• **Set task**
Rewrite the records below with every "Indicate" changed to "Mark" and nothing else altered, leaving the pictures out.

• **Exercise input**
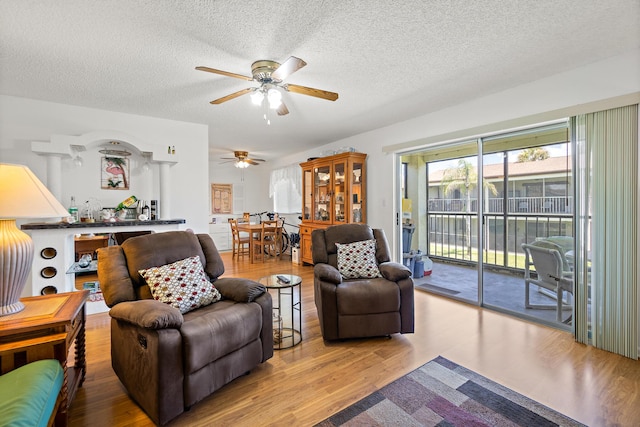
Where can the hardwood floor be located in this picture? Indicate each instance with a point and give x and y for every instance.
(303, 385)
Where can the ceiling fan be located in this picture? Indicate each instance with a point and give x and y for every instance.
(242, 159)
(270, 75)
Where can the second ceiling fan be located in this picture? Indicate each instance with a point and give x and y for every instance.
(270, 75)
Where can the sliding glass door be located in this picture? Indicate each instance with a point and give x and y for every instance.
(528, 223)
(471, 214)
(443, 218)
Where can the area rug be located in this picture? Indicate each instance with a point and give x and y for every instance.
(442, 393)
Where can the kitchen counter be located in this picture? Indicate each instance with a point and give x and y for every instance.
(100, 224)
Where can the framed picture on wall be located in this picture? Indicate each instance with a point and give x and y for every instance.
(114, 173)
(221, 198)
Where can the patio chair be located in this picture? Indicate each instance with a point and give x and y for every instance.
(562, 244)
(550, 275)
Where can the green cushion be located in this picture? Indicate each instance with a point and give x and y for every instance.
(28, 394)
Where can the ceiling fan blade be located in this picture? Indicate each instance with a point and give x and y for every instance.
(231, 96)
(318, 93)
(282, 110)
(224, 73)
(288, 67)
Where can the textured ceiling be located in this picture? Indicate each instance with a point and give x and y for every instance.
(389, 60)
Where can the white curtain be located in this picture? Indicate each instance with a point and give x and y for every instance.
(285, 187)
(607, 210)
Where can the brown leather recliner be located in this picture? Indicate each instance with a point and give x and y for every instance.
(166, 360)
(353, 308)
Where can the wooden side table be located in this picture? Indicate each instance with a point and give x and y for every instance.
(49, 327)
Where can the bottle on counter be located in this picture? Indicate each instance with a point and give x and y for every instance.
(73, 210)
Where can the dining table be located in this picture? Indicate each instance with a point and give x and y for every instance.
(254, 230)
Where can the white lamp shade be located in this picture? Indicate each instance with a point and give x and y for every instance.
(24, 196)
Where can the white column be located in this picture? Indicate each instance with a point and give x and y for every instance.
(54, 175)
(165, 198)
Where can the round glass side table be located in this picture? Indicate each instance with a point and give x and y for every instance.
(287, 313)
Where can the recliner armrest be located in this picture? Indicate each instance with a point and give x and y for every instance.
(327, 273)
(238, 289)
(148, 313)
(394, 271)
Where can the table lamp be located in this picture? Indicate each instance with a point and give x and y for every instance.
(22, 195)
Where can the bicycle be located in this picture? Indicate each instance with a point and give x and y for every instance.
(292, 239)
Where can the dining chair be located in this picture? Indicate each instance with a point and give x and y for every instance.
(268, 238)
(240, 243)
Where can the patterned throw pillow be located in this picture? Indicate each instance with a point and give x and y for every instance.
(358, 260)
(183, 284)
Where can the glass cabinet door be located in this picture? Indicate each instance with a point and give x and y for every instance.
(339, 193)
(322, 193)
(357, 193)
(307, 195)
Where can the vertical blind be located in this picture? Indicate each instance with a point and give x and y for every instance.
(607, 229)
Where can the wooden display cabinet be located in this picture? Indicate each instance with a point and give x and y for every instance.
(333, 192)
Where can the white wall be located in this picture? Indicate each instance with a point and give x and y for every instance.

• **Complete response**
Where can the hardwood floor be located in this picture? Mark each instance with a point and give x and y for every instance.
(303, 385)
Where can the ceiling fan be located in this picture? Mark each instance with a point and give x and y for every instance.
(242, 159)
(270, 75)
Where can the second ceiling fan be located in this picture? Mark each instance with a point and give x and y for every instance.
(270, 75)
Where can the sliding glass door be located in this picture? Mark each instance with a point and give x and y for every instance.
(528, 223)
(471, 214)
(443, 218)
Where can the area rug be located in this picture? Mark each instance with a point and give x and y for every instance.
(442, 393)
Where can the kitchen counter be located in this picture? Mark each instance with a point and give x and y for every instance.
(100, 224)
Where can the framed picture on wall be located in this picture? Mark each instance with a point and give x and y for every instance.
(114, 173)
(221, 198)
Where can the patio chair be located in this picture? Mark each instance with a point and give x and y for every instance.
(562, 244)
(550, 275)
Where can the green cushion be located in this picture? Mark each instance with a point and give x and y for every instance.
(28, 394)
Where can the ceiling fan blade be located in this picture? Mark each instance with a point and give x and y for every instance.
(231, 96)
(318, 93)
(282, 110)
(224, 73)
(288, 67)
Where can the textured ceiling be located in this picture? Mark each instance with a point and give x and y for every instance.
(389, 60)
Where can the white curtain be located in this picture? Mark each instance with a point and give x and y for every instance.
(285, 187)
(607, 210)
Where can the brown leather recliner be located in this picture? Mark each instance with a point and give x and y for every instance.
(166, 360)
(353, 308)
Where can the wooden side table be located in this picture? Mark each instance with a point and give x and y for every instance.
(49, 327)
Where can the bottle on counter be located in this picture? Mark each instance with a point and give x and y for every instance.
(73, 210)
Where can the dining table be located in this picture? Mark each instance with a point and give x and y for every instance.
(254, 230)
Where can the white lamp shade be located in this picture? Mark each instance with a point and give x and y for every instance.
(24, 196)
Where can the white column be located in this picture? Mark each instance with a point and give x and y for every instance.
(54, 175)
(165, 198)
Where can the round glass side table be located in this picture? Mark each instance with a point and give x and y for every instance.
(287, 313)
Where can the recliner armrest be located in this picture? Mark each instance with a point and give x and y for every instance.
(327, 273)
(238, 289)
(148, 313)
(394, 271)
Where can the table lamp be located in this picture? Mark each instance with a point and give x and y for every instance.
(22, 195)
Where can the bicycle be located in this picture? Mark each instance with a point and give x and y for every instance.
(292, 239)
Where can the dining chair be located in this picture? Mark each instance with a point and give x and y for every instance.
(268, 238)
(240, 243)
Where can the patterned throw pillow be located in this picture? Mark each instance with a point and give x and y for every instance.
(358, 260)
(183, 284)
Where can the glass cabinet door be located in this picture? Mark each instance with a point and give x and y for every instance.
(339, 193)
(322, 193)
(357, 193)
(307, 195)
Where can the vertical blind be located in this picture? Mark each instance with a point and give x and y for every instance.
(607, 229)
Where can the wooden display cabinet be located in this picture? Mark each instance with a point and give x and y for every instance.
(333, 192)
Where can the white wall be located in this picture? Mark each instance with a point and give x and y for every instance.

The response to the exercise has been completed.